**The problem:**
The data must be copied over exactly and in full.
___
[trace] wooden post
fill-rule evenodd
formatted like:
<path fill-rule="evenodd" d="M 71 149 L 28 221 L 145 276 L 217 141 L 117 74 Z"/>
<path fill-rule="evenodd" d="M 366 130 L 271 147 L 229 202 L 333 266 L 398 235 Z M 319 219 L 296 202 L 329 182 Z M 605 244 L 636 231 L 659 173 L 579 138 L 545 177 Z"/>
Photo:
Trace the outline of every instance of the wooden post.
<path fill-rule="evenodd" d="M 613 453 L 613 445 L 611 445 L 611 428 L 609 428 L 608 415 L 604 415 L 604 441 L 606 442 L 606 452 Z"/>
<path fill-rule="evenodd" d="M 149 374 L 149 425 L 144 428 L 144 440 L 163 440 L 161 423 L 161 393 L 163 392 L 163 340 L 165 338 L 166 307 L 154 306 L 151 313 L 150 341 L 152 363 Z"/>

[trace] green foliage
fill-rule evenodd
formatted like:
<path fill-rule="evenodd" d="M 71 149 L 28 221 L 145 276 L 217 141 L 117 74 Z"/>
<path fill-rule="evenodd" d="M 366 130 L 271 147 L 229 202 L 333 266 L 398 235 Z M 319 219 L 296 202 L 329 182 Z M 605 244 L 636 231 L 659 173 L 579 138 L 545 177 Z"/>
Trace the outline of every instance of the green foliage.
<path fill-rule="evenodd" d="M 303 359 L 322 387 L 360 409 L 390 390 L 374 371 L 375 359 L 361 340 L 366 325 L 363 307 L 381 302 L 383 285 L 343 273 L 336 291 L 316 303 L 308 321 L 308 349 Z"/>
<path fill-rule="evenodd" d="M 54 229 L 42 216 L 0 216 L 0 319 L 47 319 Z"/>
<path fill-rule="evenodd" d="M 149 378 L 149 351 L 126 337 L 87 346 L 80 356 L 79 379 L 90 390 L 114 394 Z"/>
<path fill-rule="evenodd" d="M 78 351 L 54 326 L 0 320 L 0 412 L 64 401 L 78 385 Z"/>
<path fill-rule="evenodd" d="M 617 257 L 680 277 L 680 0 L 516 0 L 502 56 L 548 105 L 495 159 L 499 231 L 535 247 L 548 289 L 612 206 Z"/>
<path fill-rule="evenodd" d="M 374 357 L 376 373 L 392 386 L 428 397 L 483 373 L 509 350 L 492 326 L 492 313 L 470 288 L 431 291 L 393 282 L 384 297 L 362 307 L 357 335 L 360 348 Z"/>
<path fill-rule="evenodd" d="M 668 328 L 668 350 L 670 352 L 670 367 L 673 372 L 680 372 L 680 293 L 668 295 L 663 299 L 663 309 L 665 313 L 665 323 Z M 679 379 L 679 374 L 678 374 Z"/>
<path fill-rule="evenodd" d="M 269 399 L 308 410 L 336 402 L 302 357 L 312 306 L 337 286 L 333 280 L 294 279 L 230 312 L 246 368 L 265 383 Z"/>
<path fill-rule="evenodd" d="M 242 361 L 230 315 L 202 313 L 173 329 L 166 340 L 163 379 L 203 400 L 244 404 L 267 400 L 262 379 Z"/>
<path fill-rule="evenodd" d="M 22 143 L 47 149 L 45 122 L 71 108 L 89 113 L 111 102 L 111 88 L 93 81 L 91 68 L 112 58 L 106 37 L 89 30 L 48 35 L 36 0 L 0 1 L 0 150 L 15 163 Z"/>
___
**Answer to this problem:**
[trace] wooden post
fill-rule evenodd
formatted like:
<path fill-rule="evenodd" d="M 71 149 L 28 221 L 145 276 L 217 141 L 117 74 Z"/>
<path fill-rule="evenodd" d="M 366 130 L 271 147 L 229 202 L 333 266 L 398 235 Z M 319 219 L 296 202 L 329 182 Z M 605 244 L 636 231 L 659 173 L 579 138 L 545 177 Z"/>
Photo:
Trace the outline of every instance of the wooden post.
<path fill-rule="evenodd" d="M 613 453 L 613 445 L 611 445 L 611 428 L 609 428 L 608 415 L 604 415 L 604 441 L 606 442 L 606 452 Z"/>
<path fill-rule="evenodd" d="M 149 374 L 149 425 L 144 428 L 144 440 L 163 440 L 161 423 L 161 393 L 163 392 L 163 340 L 165 338 L 166 307 L 154 306 L 151 313 L 150 341 L 152 363 Z"/>

[trace] green foliage
fill-rule evenodd
formatted like:
<path fill-rule="evenodd" d="M 71 149 L 28 221 L 145 276 L 217 141 L 117 74 Z"/>
<path fill-rule="evenodd" d="M 366 130 L 271 147 L 229 202 L 333 266 L 398 235 Z M 319 219 L 296 202 L 329 182 Z M 605 244 L 636 231 L 659 173 L 579 138 L 545 177 Z"/>
Trace the outline of every instance of the green foliage.
<path fill-rule="evenodd" d="M 303 359 L 322 387 L 360 409 L 390 390 L 374 371 L 375 359 L 361 340 L 366 325 L 363 307 L 381 302 L 383 285 L 343 273 L 336 291 L 316 303 L 308 321 L 308 349 Z"/>
<path fill-rule="evenodd" d="M 54 229 L 42 216 L 0 216 L 0 319 L 47 319 Z"/>
<path fill-rule="evenodd" d="M 149 378 L 149 351 L 126 337 L 87 346 L 80 356 L 79 379 L 90 390 L 114 394 Z"/>
<path fill-rule="evenodd" d="M 78 351 L 54 326 L 0 320 L 0 412 L 64 401 L 78 385 Z"/>
<path fill-rule="evenodd" d="M 617 257 L 680 277 L 680 0 L 516 0 L 502 56 L 548 105 L 495 159 L 499 231 L 535 247 L 548 289 L 612 206 Z"/>
<path fill-rule="evenodd" d="M 374 357 L 376 373 L 392 386 L 428 397 L 483 373 L 509 350 L 492 326 L 492 313 L 470 288 L 431 291 L 393 282 L 384 297 L 362 307 L 357 335 L 360 348 Z"/>
<path fill-rule="evenodd" d="M 668 328 L 668 350 L 670 352 L 670 367 L 673 372 L 680 372 L 680 293 L 668 295 L 663 299 L 663 309 L 665 313 L 665 323 Z M 679 379 L 679 374 L 678 374 Z"/>
<path fill-rule="evenodd" d="M 269 399 L 308 410 L 336 402 L 302 357 L 312 306 L 337 286 L 333 280 L 294 279 L 230 312 L 246 368 L 265 383 Z"/>
<path fill-rule="evenodd" d="M 242 361 L 230 315 L 202 313 L 173 329 L 166 340 L 163 379 L 203 400 L 244 404 L 267 400 L 262 379 Z"/>
<path fill-rule="evenodd" d="M 22 143 L 47 149 L 45 122 L 71 108 L 89 113 L 111 102 L 111 88 L 93 81 L 91 68 L 112 58 L 106 37 L 89 30 L 48 35 L 36 0 L 0 1 L 0 150 L 15 163 Z"/>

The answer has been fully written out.